* **Supplied material**:
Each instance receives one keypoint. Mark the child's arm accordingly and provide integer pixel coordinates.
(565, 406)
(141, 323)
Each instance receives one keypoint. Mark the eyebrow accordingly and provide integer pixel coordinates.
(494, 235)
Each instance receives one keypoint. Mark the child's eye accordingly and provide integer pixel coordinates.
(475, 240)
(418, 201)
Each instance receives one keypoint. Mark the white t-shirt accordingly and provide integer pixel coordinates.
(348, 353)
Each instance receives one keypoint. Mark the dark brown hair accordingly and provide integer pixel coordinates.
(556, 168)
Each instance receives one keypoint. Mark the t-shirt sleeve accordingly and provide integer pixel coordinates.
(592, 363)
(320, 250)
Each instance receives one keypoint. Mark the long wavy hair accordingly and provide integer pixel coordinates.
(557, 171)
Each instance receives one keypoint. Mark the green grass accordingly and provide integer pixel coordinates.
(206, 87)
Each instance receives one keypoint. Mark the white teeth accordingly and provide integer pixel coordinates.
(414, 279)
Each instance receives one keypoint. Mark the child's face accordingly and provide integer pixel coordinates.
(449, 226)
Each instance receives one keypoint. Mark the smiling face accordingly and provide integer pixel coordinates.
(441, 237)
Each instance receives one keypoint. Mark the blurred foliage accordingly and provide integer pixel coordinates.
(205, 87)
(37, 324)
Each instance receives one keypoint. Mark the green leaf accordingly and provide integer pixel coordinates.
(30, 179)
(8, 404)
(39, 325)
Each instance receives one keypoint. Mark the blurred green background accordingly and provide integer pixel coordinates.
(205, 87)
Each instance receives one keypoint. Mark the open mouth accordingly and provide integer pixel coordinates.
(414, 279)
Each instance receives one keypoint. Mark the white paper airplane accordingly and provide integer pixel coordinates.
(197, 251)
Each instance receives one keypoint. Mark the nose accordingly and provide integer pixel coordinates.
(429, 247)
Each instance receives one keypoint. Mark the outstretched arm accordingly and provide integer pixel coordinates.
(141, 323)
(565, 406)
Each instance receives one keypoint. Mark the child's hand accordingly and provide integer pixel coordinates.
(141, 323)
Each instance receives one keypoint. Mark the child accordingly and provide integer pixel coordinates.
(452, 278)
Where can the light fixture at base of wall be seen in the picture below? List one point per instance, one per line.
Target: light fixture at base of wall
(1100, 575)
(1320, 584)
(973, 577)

* * *

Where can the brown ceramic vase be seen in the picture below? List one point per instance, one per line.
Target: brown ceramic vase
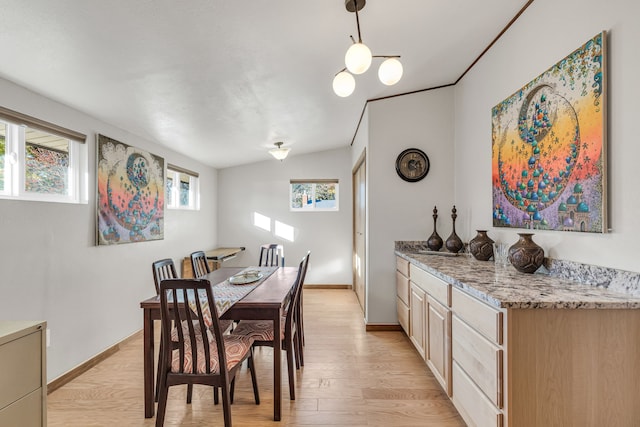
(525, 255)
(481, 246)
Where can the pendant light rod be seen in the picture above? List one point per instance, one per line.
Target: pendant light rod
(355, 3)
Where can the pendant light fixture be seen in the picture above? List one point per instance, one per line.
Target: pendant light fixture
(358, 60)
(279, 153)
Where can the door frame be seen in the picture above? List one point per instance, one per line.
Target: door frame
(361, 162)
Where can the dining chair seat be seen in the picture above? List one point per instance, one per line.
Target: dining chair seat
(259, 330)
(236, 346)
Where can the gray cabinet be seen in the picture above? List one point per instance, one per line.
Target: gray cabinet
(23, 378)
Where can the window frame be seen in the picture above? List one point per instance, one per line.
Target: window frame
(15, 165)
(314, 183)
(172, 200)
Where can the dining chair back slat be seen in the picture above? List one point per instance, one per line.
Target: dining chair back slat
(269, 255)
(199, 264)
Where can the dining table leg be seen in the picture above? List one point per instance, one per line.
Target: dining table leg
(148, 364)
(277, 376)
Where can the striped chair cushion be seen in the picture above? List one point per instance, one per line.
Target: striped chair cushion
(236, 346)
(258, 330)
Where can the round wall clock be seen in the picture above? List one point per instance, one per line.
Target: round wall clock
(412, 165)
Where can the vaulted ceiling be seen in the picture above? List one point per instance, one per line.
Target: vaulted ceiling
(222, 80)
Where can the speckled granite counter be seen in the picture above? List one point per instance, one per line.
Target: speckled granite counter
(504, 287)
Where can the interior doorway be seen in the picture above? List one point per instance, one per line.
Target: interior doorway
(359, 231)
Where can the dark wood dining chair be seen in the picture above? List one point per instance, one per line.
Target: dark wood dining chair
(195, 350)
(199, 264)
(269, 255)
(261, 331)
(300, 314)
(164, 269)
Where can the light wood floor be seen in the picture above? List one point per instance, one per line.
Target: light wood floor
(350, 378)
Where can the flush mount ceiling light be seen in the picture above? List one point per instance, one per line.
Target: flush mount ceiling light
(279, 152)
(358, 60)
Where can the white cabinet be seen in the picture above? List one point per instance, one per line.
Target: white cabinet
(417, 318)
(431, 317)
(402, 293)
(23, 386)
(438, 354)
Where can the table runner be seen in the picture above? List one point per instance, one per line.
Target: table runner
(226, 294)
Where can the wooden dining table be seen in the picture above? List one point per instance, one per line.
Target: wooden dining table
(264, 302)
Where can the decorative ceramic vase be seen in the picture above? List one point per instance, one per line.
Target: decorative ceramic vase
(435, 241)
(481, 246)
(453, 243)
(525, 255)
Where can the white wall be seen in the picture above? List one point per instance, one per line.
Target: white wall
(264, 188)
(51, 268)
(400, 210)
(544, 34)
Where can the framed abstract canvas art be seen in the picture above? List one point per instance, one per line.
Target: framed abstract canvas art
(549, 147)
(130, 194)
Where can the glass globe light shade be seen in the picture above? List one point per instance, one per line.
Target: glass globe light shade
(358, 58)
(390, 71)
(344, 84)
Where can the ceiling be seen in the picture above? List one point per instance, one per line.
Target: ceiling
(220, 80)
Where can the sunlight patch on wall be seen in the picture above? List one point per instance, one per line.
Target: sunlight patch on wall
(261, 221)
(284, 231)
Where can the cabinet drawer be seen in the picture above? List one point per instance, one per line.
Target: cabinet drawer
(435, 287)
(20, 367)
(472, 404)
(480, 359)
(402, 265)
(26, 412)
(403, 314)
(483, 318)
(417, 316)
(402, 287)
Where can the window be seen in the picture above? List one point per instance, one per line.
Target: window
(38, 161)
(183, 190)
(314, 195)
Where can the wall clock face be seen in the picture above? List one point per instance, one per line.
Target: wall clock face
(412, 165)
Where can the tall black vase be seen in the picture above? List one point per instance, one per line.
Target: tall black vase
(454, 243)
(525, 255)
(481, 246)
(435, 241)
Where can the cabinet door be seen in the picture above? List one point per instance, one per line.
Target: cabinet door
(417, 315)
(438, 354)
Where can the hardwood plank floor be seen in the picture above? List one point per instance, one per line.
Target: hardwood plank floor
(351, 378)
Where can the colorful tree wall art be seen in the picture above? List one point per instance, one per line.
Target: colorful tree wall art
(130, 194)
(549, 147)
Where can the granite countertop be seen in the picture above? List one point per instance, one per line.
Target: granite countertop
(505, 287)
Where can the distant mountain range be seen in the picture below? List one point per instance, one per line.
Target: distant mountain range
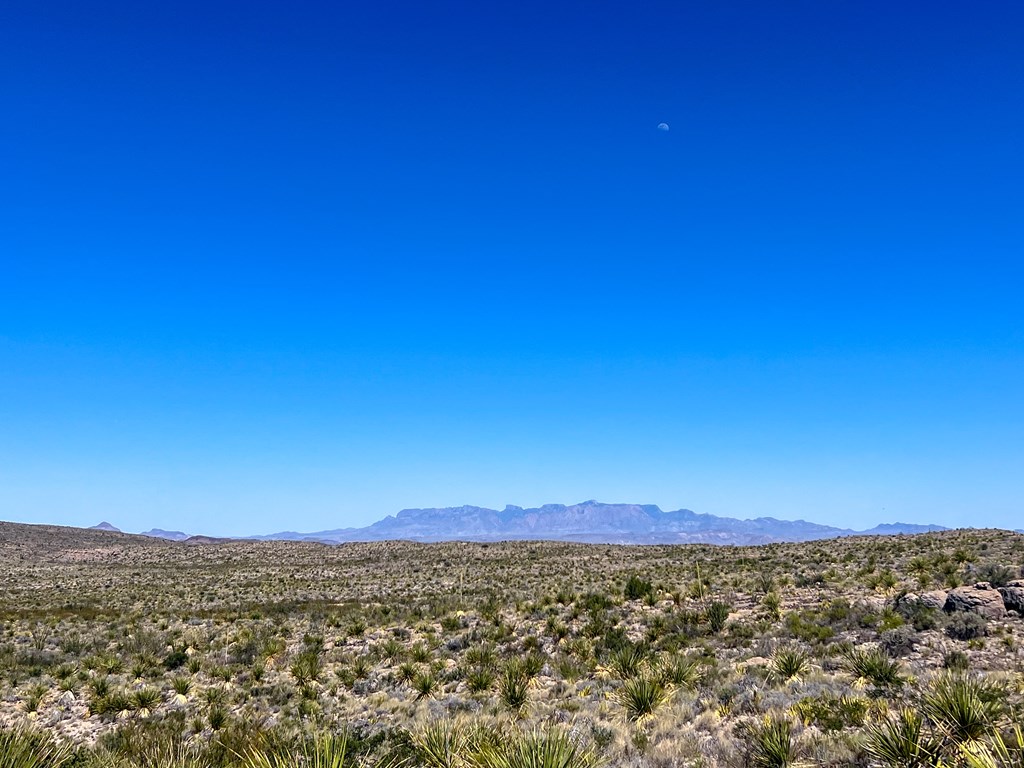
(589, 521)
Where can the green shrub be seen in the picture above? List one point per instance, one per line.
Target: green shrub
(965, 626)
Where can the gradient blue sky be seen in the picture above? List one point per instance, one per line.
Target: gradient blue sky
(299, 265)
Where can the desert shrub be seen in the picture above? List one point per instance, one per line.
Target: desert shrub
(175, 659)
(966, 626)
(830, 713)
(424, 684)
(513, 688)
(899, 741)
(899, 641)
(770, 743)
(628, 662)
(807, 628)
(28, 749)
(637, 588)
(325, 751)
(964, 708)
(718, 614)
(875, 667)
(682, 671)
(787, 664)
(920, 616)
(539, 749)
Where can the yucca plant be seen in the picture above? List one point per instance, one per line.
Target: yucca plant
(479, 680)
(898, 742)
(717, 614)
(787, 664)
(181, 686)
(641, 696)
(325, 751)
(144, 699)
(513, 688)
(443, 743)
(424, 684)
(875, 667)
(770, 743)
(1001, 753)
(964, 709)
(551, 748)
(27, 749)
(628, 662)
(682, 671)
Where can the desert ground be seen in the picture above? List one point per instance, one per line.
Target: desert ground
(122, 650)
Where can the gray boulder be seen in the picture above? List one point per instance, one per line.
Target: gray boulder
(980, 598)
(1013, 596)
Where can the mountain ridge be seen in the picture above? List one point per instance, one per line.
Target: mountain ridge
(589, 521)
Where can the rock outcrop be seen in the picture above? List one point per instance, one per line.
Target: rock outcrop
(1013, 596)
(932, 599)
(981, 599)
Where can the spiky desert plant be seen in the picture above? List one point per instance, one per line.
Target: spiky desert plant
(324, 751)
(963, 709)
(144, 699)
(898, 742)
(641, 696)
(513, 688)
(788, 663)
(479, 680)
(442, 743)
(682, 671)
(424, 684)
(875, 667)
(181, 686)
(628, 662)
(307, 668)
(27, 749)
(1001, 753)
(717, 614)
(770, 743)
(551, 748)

--

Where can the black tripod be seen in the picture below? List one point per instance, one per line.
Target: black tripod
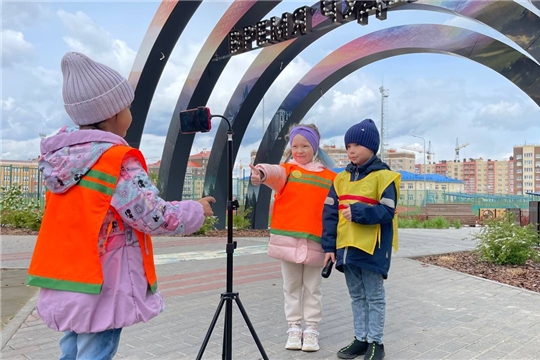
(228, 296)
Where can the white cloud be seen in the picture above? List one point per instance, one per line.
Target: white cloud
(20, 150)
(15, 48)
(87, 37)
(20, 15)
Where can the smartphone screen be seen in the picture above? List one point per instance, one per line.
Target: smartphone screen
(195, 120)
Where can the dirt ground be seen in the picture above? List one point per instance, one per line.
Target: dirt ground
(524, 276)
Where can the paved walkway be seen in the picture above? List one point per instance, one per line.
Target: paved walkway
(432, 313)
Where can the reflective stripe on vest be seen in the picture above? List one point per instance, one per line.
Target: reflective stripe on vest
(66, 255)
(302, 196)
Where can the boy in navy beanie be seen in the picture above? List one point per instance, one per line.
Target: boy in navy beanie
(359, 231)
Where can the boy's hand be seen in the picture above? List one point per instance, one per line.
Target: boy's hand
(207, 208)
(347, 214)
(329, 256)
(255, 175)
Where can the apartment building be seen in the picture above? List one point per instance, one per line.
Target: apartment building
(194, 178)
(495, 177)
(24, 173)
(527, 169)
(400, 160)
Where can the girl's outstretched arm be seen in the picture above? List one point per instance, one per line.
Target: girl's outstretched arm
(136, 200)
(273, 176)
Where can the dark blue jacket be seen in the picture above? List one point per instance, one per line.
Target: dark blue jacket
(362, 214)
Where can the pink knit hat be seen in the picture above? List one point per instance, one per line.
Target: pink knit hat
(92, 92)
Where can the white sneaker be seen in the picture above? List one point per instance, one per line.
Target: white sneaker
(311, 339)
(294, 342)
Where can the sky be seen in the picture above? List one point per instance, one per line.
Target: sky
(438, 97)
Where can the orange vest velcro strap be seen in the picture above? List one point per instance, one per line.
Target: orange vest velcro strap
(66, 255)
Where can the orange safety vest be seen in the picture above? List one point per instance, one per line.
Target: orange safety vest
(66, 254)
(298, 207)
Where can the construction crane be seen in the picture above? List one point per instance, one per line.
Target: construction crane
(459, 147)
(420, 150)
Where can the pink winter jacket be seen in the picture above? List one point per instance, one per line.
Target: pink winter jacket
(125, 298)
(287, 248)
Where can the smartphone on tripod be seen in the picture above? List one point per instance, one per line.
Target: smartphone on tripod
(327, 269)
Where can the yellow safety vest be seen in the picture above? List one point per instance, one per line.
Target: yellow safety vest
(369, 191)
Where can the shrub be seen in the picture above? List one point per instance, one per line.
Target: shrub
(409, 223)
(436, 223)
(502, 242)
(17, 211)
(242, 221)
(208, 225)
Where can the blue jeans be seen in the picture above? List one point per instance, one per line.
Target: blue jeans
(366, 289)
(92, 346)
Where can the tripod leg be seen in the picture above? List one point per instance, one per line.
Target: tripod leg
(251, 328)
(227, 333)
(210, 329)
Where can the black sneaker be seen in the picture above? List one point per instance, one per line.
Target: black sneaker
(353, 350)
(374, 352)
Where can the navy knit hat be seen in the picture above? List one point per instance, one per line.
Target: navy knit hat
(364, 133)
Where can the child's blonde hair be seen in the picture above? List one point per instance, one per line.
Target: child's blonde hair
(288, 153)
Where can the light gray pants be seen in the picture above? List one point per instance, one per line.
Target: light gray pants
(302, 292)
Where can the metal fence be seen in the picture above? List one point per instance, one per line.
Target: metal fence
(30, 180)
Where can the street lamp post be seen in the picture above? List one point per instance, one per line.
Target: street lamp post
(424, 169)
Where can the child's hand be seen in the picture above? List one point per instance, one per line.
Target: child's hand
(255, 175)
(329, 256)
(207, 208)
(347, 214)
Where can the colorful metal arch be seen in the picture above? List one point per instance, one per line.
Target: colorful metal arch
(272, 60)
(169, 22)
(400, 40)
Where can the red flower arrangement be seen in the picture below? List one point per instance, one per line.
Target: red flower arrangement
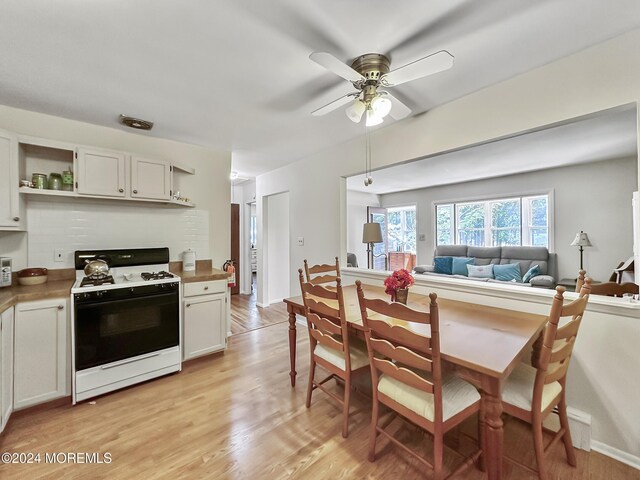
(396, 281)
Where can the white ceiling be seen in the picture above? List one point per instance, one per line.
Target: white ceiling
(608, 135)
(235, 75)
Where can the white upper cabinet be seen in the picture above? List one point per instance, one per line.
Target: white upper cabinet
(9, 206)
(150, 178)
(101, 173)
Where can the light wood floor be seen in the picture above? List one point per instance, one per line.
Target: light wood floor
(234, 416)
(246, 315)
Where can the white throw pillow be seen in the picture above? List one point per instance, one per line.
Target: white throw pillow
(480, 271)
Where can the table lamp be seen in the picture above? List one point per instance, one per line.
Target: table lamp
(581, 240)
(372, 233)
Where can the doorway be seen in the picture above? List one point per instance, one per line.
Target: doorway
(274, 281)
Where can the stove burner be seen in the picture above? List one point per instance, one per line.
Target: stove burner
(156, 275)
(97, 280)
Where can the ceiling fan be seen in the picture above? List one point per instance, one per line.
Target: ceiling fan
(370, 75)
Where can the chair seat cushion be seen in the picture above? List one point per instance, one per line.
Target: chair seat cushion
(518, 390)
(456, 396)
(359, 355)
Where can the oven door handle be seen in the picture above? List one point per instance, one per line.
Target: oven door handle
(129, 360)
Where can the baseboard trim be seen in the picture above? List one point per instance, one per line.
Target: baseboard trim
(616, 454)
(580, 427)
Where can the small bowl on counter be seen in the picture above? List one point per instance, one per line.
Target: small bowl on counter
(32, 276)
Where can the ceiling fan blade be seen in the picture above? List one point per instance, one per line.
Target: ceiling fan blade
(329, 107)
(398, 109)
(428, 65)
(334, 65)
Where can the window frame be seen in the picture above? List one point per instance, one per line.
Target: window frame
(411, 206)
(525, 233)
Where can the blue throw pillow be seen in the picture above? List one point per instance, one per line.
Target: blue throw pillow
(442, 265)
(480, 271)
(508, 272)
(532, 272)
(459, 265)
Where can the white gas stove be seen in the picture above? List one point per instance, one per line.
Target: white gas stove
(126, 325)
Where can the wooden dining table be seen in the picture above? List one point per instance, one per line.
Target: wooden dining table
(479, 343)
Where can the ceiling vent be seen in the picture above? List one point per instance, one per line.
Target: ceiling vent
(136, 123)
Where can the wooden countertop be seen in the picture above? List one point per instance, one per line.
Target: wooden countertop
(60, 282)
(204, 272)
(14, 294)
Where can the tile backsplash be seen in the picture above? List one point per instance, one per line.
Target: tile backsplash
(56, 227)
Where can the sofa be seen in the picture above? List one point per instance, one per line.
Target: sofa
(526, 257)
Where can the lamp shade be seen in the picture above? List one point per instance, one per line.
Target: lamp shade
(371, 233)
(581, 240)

* **Requirement**: Would you please state how many lines in the material hold "below"? The number alone will do.

* **Result of this task**: 5